__PROBLEM 1__. According to the text on Brown University's red meat reduction plan, what share of Brown's nitrogen footprint comes from red meat purchases?
__PROBLEM 2__. Continue the text on Brown University's red meat reduction plan from its last sentence.

__SOURCE TEXT__.
The Undergraduate Council of Students noted in an April 30 email that Brown will charge a Red Meat Working Group with delivering recommendations for reducing red meat consumption on campus. The rationale stated in the Sustainability Strategic Plan for reducing red meat (i.e. beef and pork) is that it will lower the University’s contribution to nutrient pollution, which includes nitrogen- and phosphorus-laden waste products from agriculture that contribute to a variety of public health and environmental problems. Red meat purchases comprise one-fifth of Brown’s nitrogen footprint, so the plan aims to cut red meat consumption in dining halls by 25 percent by 2025 and perhaps 50 percent by 2030.
The fact that the plan is specific to red meat, and lacks an explicit commitment to reduce animal products as a whole, makes it insufficiently holistic. It is true that reducing red meat consumption alone may constitute “progress” by the narrow metrics of nutrient pollution and greenhouse gas emissions. However, the plan fails to specify what food items will replace red meat. Those tasked with implementing the plan should note that substituting other animal products for red meat does nothing to address public health problems like antibiotic resistance and pandemic risk from zoonotic diseases, and can actually increase the number of animals that are abused on factory farms.
The public health risks associated with animal products (and not just red meat) include some of the most pressing issues of the 21st century. For example, the poultry and farmed fish industries both contribute to the rising threat of antibiotic-resistant microbes in the same way that other meat production does: When antibiotics are used in meat production, natural selection yields bacterial strains that survive current medical treatments. The United Nations has estimated that by 2050, antibiotic resistance could kill 10 million people annually, which is more than twice the number of people who have died of COVID-19 as of June 2021. If such a disaster takes place, it may be due in large part to animal agriculture. Currently, 80 percent of antibiotics sold in the United States are used in animal agriculture, and of those, 70 percent are considered “medically important” by the Food and Drug Administration.

__AVAILABLE DATA__.
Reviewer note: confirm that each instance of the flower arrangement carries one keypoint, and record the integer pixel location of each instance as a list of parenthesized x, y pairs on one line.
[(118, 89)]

__REPLY 1__. One-fifth

__REPLY 2__.
Furthermore, switching from red meat to chicken or turkey fails to address the pandemic risk animal agriculture poses. As the past year has shown, zoonotic diseases — such as the avian flu, commonly spread by chickens — pose a serious threat to humanity. In recent decades, epidemiologists have observed avian flu strains with mortality rates up to 60 percent. Luckily, such strains have so far not been contagious among humans, but scientists worry that mutations could arise that enable human-to-human transmission. Increasing our reliance on chicken for meat heightens the risk that such a mutated strain arises. If this happens, the effects of an ensuing pandemic could far exceed those of COVID-19.
Replacing beef and pork with other meat products is also counterproductive from an animal welfare standpoint. This is partly because chickens, turkey and fish are much smaller animals than pigs and cows, so a much larger number (100 times more chickens than cows) must be murdered in order to produce the same amount of meat. Over 99 percent of farmed chickens and turkeys in the United States are raised on factory farms, where rampant and extreme abuse is well-documented. In fact, the most common types of chicken have been selectively bred to be so heavy that they experience excruciating pain, even when kept in a decent environment.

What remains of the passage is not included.